▸ Data supplied:
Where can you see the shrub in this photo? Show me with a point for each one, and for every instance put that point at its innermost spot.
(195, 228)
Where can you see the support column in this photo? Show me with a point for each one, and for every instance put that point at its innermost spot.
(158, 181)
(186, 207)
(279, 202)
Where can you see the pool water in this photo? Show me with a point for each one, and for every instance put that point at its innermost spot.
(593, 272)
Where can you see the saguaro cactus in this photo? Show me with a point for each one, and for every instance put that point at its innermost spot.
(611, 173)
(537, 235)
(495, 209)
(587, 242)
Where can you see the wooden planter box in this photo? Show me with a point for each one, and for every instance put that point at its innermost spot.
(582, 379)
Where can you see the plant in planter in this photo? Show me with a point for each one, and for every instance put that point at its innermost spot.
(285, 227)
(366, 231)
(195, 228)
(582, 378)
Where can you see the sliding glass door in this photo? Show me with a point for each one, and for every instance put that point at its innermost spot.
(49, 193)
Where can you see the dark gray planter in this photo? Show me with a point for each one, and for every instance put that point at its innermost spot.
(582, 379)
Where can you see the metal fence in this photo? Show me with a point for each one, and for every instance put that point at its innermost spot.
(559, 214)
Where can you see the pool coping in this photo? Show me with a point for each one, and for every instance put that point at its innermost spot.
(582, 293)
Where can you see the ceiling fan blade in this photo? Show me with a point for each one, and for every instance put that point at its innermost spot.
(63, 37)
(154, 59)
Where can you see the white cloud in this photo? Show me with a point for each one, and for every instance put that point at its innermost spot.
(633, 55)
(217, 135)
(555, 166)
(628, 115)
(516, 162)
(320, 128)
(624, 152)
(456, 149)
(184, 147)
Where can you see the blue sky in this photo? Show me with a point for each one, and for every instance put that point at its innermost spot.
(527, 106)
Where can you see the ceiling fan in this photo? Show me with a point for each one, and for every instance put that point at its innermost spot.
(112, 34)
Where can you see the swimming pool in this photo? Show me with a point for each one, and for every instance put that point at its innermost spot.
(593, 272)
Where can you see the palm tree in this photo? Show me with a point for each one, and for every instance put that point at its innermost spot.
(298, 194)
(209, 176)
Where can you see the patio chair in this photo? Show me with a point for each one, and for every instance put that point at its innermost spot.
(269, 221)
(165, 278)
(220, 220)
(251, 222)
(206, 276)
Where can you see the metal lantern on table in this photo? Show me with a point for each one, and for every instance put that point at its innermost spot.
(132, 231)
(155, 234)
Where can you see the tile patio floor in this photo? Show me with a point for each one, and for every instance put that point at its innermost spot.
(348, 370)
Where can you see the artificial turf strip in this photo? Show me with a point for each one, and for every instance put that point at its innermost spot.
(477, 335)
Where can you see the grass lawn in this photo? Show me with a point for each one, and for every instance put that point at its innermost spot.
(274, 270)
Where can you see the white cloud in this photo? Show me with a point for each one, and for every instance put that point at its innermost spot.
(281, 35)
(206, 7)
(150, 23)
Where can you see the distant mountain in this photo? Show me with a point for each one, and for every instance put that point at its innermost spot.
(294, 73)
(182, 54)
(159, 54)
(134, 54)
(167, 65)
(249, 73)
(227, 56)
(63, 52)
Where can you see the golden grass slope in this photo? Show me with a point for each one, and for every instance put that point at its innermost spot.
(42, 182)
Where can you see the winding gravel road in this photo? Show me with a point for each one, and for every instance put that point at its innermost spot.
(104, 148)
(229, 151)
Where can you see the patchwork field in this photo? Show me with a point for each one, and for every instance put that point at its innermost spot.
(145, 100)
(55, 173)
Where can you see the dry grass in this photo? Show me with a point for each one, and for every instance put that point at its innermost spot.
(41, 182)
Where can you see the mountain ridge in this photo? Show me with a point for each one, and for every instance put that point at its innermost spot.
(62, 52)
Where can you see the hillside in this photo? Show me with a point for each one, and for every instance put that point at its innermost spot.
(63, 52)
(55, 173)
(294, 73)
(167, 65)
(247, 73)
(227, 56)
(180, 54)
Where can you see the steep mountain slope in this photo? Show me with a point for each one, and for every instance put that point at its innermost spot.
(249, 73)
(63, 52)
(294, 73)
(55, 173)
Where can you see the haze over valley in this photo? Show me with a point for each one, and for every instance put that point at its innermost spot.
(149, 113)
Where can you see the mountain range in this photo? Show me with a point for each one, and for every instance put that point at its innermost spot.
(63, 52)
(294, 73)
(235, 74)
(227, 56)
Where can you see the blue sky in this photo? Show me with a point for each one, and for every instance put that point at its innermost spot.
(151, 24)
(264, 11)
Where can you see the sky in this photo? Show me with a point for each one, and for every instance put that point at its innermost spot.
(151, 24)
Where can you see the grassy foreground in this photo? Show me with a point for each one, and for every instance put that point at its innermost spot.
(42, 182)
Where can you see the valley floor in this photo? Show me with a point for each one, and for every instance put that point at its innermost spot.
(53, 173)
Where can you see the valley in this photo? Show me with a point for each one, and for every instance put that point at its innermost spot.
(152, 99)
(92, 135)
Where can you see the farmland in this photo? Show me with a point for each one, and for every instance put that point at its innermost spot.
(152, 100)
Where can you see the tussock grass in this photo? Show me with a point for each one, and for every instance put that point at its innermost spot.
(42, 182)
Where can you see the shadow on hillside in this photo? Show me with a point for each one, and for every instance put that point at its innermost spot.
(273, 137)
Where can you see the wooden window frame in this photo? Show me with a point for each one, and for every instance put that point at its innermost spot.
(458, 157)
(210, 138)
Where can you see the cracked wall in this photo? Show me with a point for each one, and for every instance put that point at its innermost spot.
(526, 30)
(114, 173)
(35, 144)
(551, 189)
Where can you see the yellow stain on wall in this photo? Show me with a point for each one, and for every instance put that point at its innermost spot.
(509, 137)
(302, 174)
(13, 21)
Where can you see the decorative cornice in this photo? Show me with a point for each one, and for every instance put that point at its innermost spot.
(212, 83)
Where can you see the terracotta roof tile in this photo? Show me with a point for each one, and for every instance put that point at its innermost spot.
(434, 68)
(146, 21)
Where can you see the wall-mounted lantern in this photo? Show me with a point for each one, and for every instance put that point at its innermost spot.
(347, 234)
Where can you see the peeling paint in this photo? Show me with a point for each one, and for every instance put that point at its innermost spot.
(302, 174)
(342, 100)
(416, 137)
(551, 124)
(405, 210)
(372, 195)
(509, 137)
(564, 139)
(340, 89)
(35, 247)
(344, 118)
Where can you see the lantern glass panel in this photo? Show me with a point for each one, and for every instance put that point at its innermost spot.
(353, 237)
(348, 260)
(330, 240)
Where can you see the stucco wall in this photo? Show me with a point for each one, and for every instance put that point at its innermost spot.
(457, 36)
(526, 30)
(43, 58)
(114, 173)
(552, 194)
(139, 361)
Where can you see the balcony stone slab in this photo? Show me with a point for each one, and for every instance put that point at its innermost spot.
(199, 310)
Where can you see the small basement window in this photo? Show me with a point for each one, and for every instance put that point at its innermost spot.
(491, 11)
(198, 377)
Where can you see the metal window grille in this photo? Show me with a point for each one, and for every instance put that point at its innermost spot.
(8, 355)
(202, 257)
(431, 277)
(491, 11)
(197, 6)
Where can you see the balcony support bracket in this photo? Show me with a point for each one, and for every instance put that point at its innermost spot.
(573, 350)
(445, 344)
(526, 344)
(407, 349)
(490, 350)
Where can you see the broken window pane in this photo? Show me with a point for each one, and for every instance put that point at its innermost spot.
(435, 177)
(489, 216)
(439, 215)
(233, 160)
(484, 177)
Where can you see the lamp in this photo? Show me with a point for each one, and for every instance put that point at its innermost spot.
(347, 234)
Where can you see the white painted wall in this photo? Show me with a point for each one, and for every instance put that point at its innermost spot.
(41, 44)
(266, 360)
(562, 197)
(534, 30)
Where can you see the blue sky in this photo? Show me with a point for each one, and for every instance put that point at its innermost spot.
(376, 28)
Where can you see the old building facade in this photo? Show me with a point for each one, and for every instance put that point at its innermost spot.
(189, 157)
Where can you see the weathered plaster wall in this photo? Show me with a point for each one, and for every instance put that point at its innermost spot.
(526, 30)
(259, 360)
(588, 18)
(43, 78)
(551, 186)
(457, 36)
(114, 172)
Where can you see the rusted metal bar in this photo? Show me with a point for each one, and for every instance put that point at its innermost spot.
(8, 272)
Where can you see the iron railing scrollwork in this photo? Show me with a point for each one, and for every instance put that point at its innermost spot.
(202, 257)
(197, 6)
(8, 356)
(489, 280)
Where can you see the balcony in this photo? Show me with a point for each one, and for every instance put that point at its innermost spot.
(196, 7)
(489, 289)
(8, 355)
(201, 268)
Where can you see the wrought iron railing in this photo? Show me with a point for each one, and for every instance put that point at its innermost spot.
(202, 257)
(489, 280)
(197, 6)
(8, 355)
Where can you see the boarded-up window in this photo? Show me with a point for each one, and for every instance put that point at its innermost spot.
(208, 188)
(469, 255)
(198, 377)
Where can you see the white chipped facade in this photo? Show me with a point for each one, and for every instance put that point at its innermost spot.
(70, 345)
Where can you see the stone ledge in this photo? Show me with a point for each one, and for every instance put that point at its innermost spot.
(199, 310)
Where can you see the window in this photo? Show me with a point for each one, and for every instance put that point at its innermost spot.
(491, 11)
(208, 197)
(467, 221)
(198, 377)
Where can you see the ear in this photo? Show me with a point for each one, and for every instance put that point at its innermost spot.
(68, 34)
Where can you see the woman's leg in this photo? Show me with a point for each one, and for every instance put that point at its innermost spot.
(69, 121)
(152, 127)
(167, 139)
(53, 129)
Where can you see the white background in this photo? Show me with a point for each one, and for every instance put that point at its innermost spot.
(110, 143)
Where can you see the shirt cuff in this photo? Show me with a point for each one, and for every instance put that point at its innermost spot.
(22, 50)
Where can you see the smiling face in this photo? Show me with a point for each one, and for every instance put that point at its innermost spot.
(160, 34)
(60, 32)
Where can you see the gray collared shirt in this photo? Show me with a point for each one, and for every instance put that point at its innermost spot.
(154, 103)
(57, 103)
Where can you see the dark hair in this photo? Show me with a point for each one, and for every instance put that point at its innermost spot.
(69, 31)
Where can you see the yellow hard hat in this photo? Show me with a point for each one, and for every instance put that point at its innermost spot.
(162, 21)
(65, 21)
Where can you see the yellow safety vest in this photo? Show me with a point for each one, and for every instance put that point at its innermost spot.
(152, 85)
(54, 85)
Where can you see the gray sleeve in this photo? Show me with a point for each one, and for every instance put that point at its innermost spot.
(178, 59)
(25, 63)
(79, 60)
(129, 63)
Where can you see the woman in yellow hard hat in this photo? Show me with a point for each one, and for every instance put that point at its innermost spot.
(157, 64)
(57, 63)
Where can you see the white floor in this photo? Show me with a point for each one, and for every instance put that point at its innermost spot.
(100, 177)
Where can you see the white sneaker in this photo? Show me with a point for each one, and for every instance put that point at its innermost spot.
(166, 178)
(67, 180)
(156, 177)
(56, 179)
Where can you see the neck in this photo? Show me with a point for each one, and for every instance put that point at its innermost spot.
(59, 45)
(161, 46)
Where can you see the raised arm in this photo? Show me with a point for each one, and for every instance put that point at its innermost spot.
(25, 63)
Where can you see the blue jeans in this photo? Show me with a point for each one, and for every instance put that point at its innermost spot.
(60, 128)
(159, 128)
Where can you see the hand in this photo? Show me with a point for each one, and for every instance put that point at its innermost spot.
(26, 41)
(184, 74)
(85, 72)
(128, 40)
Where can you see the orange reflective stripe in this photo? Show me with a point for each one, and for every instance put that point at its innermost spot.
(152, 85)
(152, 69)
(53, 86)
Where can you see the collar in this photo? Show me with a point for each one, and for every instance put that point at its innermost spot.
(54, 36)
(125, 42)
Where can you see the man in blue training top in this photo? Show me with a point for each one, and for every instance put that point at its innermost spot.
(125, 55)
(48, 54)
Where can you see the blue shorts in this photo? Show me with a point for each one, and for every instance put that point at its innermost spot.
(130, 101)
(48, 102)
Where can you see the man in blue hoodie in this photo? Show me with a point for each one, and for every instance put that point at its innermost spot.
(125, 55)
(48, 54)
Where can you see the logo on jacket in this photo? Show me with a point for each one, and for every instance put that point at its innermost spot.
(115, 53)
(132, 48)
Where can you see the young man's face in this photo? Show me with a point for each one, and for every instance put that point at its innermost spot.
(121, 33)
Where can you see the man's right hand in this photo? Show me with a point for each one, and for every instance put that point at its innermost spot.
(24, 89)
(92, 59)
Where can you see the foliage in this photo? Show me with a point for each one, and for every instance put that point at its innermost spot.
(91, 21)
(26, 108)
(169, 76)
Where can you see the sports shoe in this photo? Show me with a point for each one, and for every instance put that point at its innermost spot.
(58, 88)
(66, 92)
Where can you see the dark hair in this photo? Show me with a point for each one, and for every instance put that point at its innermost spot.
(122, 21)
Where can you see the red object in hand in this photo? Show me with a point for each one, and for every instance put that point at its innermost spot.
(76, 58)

▸ Task requirements:
Repeat word for word the lines running from the line containing "Where can you see the blue jeans" to the end of the entries above, inclusive.

▸ Result below:
Where can you see the blue jeans in this photo? Show me with a point for each one, and for every instance put that point at its innermost spot.
(60, 128)
(159, 128)
Where can you see the hand in this photo? Show me with a point for each one, and for every instance put that point at its innermost spot.
(26, 41)
(184, 74)
(85, 72)
(128, 40)
Where can you see the orange reflective stripe in this photo? Show me with a point for each one, and for every instance put that point at its innermost spot.
(152, 85)
(152, 69)
(53, 86)
Where can you see the collar in this photo? Show me with a point for each one, and for every instance put that point at its innermost spot.
(54, 36)
(125, 42)
Where can you see the man in blue training top in this photo? Show me with a point for each one, and for every instance put that point at its innermost spot.
(125, 55)
(48, 54)
Where can you see the blue shorts in this photo? Show me with a point for each one, and for every instance put that point at its innermost spot.
(130, 101)
(48, 102)
Where can you see the man in blue hoodie in this photo? Show me with a point for each one, and for every instance put that point at its innermost spot.
(125, 55)
(48, 54)
Where can you see the logo on jacket in this photo? Show me with a point for each one, and for every instance put that point at its innermost spot.
(115, 53)
(132, 48)
Where can you see the young man's face in this photo? Show me with a point for each one, and for every instance put that point at its innermost spot.
(121, 33)
Where can you see the man's right hand in this photo? Show me with a point for each one, and for every instance put that point at its innermost spot.
(24, 89)
(92, 59)
Where can you see the foliage in this photo? Show me with a point for each one, and for every instance put that point at its innermost spot.
(91, 21)
(26, 108)
(169, 76)
Where can you see the sports shoe in this photo? Show me with a point for each one, and for every instance put that point at its innermost spot.
(58, 88)
(66, 92)
Where can you see the dark hair in this photo? Show me with a point for each one, and for every instance put that point at its innermost spot.
(122, 21)
Where can you see the red object in hand in this photo? Show me with a point for each one, and for every instance put that point at its innermost spot.
(76, 58)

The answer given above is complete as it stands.